• **Entries shown**:
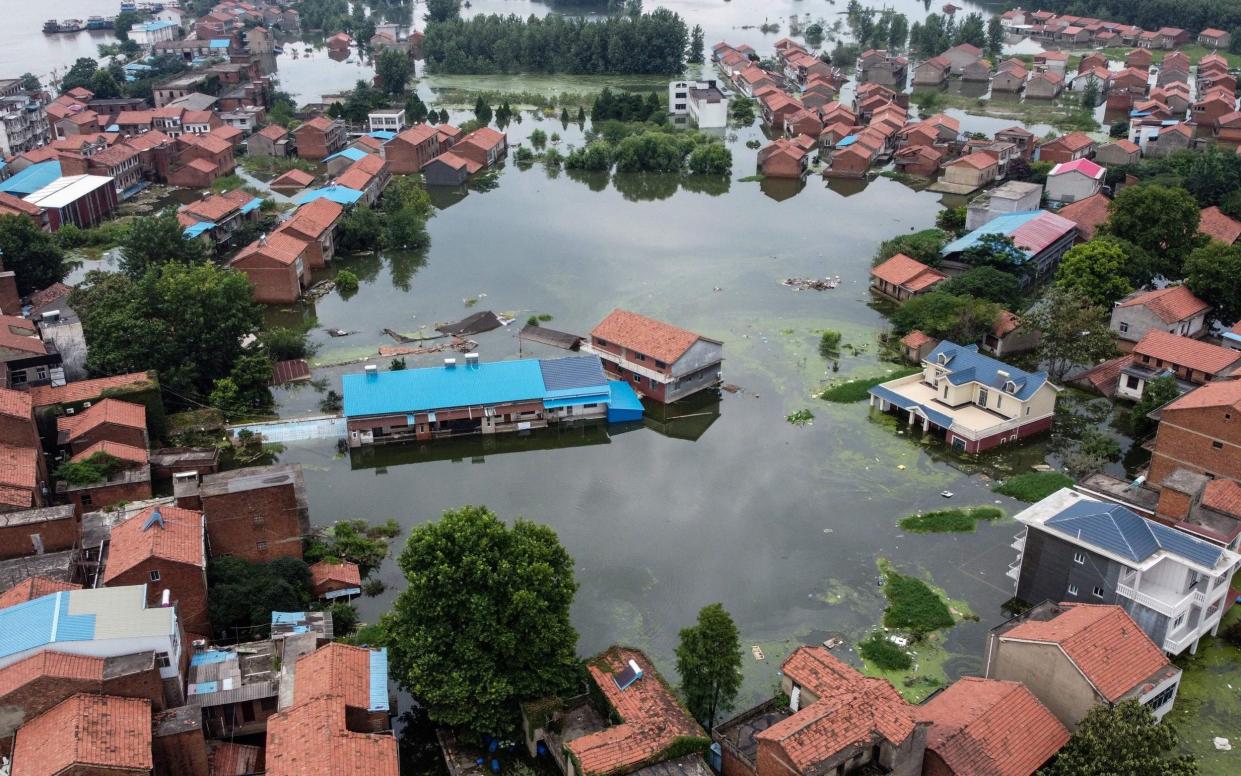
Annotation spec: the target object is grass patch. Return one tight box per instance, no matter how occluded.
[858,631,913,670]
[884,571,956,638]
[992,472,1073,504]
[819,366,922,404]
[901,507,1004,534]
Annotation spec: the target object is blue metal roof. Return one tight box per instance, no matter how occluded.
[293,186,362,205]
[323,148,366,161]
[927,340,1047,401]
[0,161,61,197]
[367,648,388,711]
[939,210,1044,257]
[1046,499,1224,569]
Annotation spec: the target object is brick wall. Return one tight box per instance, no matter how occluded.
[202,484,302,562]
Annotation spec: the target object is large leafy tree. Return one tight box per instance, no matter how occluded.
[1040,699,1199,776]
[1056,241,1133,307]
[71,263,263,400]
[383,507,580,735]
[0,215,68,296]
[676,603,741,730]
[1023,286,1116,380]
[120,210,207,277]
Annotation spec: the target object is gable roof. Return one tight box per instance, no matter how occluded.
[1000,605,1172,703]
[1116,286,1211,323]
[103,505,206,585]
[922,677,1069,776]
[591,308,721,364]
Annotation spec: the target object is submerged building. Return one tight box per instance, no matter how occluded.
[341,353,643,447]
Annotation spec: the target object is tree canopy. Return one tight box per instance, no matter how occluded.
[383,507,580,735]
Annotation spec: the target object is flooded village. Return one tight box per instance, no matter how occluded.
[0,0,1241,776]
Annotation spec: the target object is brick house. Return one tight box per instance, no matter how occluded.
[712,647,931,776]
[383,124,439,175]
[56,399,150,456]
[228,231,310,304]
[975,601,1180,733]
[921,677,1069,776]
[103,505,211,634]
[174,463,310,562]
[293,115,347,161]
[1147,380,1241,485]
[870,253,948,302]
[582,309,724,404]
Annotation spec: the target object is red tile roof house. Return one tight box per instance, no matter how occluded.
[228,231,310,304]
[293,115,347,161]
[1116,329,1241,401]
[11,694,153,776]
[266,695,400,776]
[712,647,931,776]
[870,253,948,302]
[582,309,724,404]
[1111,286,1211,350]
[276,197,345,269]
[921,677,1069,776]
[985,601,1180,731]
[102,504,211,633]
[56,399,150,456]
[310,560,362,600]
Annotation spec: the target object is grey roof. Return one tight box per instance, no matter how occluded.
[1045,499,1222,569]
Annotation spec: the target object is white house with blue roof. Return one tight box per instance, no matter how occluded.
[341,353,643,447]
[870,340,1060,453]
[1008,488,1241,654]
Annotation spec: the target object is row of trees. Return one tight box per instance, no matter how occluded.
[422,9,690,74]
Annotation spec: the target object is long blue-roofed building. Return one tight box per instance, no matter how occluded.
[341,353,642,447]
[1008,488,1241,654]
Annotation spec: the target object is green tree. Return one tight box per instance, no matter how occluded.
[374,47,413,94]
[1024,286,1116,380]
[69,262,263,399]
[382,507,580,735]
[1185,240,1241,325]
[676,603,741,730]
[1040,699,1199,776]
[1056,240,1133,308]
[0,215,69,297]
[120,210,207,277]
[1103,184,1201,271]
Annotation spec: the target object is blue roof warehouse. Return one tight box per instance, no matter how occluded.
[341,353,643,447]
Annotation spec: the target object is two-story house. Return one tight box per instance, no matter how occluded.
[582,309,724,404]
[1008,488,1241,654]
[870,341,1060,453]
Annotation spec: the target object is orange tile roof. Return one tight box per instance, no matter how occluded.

• **Set task**:
Can you recast all of the items above as a Markdown table with a Row column numbering each line and a Line column holding its text? Skip blank lines and leave the pictures out.

• **Response for this exercise**:
| Row | Line |
|---|---|
| 1 | Annotation spec: the target object is grass patch. Return one tight box per instance, no matter how occluded. |
| 2 | [858,631,913,670] |
| 3 | [884,571,956,638] |
| 4 | [992,472,1073,504] |
| 5 | [819,366,922,404] |
| 6 | [901,507,1004,534] |
| 7 | Annotation spec: the target object is blue metal roof. Return one tight box per instance, no matter how occluded. |
| 8 | [293,186,362,205] |
| 9 | [323,148,366,161] |
| 10 | [927,340,1047,401] |
| 11 | [0,161,61,197] |
| 12 | [367,648,388,711] |
| 13 | [939,210,1044,257] |
| 14 | [1046,499,1224,569] |
| 15 | Annotation spec: the target object is brick wall. Return one tight box per instance, no matter how occluded. |
| 16 | [202,484,302,562] |
| 17 | Annotation spec: the target object is large leafy tree. Return one tight box per instance, no matter how occluded. |
| 18 | [1040,699,1199,776] |
| 19 | [1056,241,1133,307] |
| 20 | [71,263,263,400] |
| 21 | [383,507,580,735] |
| 22 | [0,215,68,296] |
| 23 | [676,603,741,730] |
| 24 | [1023,286,1116,380] |
| 25 | [120,210,207,277] |
| 26 | Annotation spec: the target object is gable roof. Return one tight box per instance, no matter how occluded. |
| 27 | [1000,605,1172,703] |
| 28 | [1116,286,1211,323] |
| 29 | [103,505,206,585] |
| 30 | [922,677,1069,776] |
| 31 | [591,308,721,364] |
| 32 | Annotation spec: the target object is submerged building. Return one tight box per instance, no matter how occluded. |
| 33 | [341,353,643,447] |
| 34 | Annotation spec: the target object is tree canopy. Return one tight box per instance, no matter how occluded. |
| 35 | [383,507,580,735] |
| 36 | Annotation spec: the target object is flooded village. Return one tight box per instance, no matter how occluded. |
| 37 | [0,0,1241,776] |
| 38 | Annotation spec: the target object is brick house. Return one tight box per instance, no matter how occluded. |
| 39 | [712,647,931,776] |
| 40 | [383,124,439,175] |
| 41 | [56,399,150,456] |
| 42 | [228,231,310,304] |
| 43 | [975,601,1180,733] |
| 44 | [921,677,1069,776] |
| 45 | [103,505,211,634] |
| 46 | [174,463,310,562] |
| 47 | [293,115,347,161] |
| 48 | [1147,380,1241,485] |
| 49 | [870,253,948,302] |
| 50 | [582,309,724,404] |
| 51 | Annotation spec: the target object is red tile roof house. Return one tight box per instance, no matter how occluded. |
| 52 | [228,231,310,304] |
| 53 | [293,115,347,161] |
| 54 | [1116,329,1241,401] |
| 55 | [11,694,153,776] |
| 56 | [266,695,400,776] |
| 57 | [712,647,931,776] |
| 58 | [870,253,948,302] |
| 59 | [582,309,724,404] |
| 60 | [1111,286,1211,350] |
| 61 | [276,197,345,269] |
| 62 | [921,677,1069,776] |
| 63 | [985,601,1180,731] |
| 64 | [102,504,211,633] |
| 65 | [56,399,150,456] |
| 66 | [310,560,362,600] |
| 67 | Annotation spec: the target object is grey roof. Return one tight box per instance, no matter how occluded. |
| 68 | [1045,499,1222,569] |
| 69 | Annotation spec: the target object is white house with blue roof. Return one tight box per instance, no matter how occluded. |
| 70 | [341,353,643,447] |
| 71 | [870,340,1060,453] |
| 72 | [1008,488,1241,654] |
| 73 | Annotation spec: the target object is row of trees. Return one tight box per instance, no matter how occluded. |
| 74 | [422,9,690,74] |
| 75 | Annotation spec: the target object is long blue-roofed building. Return one tight box per instance, no matter how occluded. |
| 76 | [341,353,642,447] |
| 77 | [1008,488,1241,654] |
| 78 | Annotation spec: the target object is green tree. Return one tight box per instance, no matter how occluded. |
| 79 | [374,47,413,94] |
| 80 | [1024,286,1116,380] |
| 81 | [69,262,263,399] |
| 82 | [382,507,580,735] |
| 83 | [1185,240,1241,325] |
| 84 | [676,603,741,730] |
| 85 | [1040,699,1199,776] |
| 86 | [1056,240,1133,308] |
| 87 | [0,215,69,297] |
| 88 | [120,210,207,277] |
| 89 | [1103,184,1201,271] |
| 90 | Annotation spec: the target object is blue roof warehouse. Return one tight box per instance, no matter how occluded. |
| 91 | [341,353,643,447] |
| 92 | Annotation spec: the target object is two-story house. Return one tight box per instance, no matter how occluded. |
| 93 | [582,309,724,404] |
| 94 | [1008,488,1241,654] |
| 95 | [870,341,1060,453] |
| 96 | Annotation spec: the target object is orange tile roof. Return one tight box per instance, no matter how occluded. |